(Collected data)
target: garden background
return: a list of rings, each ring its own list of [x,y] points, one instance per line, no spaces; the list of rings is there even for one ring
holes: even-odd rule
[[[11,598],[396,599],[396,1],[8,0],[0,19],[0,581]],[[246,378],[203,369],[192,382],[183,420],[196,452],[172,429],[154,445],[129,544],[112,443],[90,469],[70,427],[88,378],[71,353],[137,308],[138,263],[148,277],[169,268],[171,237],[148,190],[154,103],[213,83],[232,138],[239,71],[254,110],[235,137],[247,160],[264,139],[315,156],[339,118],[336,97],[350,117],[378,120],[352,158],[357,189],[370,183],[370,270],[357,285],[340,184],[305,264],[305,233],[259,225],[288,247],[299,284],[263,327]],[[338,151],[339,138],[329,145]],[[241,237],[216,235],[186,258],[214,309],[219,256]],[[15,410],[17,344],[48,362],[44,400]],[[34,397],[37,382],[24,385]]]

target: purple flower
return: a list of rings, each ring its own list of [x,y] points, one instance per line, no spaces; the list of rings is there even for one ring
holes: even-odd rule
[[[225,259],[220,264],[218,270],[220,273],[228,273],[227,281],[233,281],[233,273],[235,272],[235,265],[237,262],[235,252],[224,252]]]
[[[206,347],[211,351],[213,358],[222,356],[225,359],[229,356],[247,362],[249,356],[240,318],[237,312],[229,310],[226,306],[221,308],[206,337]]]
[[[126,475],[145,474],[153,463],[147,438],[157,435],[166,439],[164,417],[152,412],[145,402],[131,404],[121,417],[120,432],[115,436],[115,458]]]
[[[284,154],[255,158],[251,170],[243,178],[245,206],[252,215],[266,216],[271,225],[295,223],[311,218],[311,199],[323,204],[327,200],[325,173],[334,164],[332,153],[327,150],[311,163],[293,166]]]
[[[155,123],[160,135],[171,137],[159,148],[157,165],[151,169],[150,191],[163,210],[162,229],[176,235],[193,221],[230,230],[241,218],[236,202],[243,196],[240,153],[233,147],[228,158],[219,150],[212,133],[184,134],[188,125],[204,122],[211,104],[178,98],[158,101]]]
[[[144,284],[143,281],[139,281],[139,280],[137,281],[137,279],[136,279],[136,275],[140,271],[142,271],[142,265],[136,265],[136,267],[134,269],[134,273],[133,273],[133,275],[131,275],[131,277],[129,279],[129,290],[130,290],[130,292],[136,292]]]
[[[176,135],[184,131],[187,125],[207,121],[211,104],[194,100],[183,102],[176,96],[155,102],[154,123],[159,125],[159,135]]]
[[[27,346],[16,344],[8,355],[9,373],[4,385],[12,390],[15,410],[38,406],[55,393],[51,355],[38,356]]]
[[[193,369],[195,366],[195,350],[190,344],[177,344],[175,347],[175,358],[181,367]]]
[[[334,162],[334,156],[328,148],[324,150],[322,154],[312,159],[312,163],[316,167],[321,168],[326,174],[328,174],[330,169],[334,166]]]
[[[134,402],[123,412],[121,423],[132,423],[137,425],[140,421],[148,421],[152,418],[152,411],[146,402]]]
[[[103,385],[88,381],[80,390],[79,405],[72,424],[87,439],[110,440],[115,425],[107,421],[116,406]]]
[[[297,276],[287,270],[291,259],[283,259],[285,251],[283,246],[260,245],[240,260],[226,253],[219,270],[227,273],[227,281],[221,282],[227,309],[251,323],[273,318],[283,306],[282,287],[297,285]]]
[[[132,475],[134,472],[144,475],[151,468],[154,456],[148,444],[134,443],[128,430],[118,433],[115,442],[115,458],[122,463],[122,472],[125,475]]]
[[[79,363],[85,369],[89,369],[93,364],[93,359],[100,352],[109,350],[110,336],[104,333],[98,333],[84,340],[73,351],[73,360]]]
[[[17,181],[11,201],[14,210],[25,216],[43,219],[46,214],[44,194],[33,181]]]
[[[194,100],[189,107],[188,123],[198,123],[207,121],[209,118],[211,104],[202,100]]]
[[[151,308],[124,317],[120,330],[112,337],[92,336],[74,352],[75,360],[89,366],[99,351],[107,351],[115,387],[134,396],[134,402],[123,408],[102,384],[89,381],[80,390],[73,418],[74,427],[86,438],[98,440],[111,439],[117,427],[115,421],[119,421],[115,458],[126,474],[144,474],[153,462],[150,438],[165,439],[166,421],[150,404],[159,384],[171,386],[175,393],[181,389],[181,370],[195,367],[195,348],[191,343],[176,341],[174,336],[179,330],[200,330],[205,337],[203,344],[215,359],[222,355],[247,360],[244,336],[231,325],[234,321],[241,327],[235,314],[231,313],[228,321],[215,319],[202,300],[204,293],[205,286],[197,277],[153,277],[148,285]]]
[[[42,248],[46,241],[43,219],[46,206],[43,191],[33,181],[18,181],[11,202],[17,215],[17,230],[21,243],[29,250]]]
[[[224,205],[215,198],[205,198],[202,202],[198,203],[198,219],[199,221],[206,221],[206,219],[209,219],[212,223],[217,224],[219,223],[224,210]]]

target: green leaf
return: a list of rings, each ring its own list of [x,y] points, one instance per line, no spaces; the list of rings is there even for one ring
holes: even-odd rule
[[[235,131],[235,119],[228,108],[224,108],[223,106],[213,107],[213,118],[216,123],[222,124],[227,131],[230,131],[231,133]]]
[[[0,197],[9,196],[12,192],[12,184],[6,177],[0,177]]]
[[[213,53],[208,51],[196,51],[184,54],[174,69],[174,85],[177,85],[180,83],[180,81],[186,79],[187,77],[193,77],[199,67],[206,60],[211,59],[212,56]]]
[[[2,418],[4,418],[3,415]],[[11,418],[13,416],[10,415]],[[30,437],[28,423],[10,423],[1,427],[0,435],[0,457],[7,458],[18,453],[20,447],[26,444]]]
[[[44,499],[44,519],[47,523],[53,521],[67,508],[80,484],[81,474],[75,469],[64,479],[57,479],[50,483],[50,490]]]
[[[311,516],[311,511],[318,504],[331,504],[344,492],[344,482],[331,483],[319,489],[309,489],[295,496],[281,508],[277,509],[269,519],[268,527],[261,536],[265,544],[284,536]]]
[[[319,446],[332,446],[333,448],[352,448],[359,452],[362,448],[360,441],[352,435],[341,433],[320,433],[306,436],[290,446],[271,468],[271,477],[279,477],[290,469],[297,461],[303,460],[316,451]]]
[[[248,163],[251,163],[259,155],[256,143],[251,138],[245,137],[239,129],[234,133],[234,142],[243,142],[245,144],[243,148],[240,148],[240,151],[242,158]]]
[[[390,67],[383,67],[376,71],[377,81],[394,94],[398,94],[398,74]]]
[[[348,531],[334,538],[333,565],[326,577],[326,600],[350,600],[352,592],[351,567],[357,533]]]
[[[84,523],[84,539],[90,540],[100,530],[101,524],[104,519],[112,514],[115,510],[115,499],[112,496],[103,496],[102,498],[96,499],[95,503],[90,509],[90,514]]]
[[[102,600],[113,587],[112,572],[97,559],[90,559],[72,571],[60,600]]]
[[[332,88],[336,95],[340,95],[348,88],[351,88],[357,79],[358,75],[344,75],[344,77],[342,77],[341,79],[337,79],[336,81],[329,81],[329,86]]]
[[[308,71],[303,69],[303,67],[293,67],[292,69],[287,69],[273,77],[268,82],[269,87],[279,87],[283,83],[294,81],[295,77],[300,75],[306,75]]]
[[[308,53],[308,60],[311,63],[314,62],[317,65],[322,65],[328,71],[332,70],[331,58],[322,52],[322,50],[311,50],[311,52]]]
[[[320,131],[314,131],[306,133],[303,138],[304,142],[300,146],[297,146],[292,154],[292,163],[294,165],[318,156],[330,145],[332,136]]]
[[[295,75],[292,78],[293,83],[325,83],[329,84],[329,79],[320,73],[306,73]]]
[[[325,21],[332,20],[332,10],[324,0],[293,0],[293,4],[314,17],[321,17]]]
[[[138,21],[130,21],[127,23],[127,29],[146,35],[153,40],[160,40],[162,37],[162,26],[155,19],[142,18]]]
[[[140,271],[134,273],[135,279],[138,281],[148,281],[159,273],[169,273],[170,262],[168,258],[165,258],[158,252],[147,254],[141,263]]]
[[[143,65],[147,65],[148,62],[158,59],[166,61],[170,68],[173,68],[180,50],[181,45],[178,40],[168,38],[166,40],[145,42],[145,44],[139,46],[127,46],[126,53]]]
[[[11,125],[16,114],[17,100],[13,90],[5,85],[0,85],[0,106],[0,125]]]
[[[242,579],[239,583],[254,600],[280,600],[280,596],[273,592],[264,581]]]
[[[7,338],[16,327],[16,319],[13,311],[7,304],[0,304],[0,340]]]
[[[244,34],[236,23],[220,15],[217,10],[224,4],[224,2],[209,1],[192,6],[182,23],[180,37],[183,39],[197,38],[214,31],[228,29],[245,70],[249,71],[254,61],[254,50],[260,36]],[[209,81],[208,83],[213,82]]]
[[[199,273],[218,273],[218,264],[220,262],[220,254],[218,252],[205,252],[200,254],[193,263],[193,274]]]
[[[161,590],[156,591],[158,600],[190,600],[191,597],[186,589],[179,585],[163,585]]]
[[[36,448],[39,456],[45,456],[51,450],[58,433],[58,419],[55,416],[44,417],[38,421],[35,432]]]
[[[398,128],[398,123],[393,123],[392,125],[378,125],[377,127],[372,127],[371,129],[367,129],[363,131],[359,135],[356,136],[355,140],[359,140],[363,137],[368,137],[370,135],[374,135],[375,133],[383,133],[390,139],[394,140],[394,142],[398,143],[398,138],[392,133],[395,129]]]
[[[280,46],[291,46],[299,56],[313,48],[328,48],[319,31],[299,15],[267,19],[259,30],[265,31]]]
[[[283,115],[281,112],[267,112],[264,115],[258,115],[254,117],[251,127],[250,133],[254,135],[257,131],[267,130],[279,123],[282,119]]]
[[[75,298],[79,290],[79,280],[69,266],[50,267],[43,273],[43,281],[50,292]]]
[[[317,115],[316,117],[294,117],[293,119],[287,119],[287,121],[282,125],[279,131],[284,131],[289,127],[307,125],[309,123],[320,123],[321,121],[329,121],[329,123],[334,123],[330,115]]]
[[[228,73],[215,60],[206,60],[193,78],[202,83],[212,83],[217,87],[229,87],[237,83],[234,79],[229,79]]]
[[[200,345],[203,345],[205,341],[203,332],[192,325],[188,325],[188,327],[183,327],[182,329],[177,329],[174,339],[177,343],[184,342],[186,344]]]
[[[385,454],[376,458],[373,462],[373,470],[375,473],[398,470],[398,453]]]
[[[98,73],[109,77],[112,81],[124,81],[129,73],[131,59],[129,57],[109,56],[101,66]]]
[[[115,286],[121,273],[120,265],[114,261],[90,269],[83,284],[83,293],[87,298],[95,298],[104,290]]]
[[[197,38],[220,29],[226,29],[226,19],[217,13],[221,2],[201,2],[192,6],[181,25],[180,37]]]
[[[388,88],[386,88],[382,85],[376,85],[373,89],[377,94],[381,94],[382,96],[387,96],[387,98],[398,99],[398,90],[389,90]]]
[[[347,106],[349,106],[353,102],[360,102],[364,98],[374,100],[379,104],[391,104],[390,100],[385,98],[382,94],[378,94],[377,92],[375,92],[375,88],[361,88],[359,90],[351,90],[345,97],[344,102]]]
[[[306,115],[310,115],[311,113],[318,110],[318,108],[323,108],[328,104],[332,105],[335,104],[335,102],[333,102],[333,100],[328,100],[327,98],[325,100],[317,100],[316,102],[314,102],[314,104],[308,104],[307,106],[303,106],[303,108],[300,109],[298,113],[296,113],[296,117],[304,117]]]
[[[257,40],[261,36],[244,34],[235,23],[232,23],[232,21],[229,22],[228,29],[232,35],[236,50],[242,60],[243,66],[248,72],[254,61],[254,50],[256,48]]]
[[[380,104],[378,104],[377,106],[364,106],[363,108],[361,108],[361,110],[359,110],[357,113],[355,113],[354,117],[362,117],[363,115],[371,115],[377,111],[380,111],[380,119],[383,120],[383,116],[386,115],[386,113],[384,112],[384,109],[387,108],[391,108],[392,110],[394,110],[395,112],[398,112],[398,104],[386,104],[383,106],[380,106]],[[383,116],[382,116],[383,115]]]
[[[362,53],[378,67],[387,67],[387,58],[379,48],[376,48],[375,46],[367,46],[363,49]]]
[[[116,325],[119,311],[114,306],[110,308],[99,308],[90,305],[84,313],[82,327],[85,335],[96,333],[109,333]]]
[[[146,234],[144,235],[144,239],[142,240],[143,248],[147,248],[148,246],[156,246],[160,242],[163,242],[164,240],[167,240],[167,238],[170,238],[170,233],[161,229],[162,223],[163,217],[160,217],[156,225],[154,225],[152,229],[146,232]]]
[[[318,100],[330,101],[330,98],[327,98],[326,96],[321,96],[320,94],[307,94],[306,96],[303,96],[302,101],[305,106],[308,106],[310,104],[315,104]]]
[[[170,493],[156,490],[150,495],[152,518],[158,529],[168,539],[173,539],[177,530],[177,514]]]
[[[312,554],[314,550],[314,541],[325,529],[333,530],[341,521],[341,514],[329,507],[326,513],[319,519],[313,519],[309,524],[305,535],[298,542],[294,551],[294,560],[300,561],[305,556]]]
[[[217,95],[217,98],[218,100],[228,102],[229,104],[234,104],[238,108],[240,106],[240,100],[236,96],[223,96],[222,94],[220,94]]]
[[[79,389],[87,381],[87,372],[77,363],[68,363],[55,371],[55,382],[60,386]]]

**About this exercise:** Your response should be each line that includes the word "target", copied from the records.

**Exercise answer:**
target: garden background
target: purple flower
target: green leaf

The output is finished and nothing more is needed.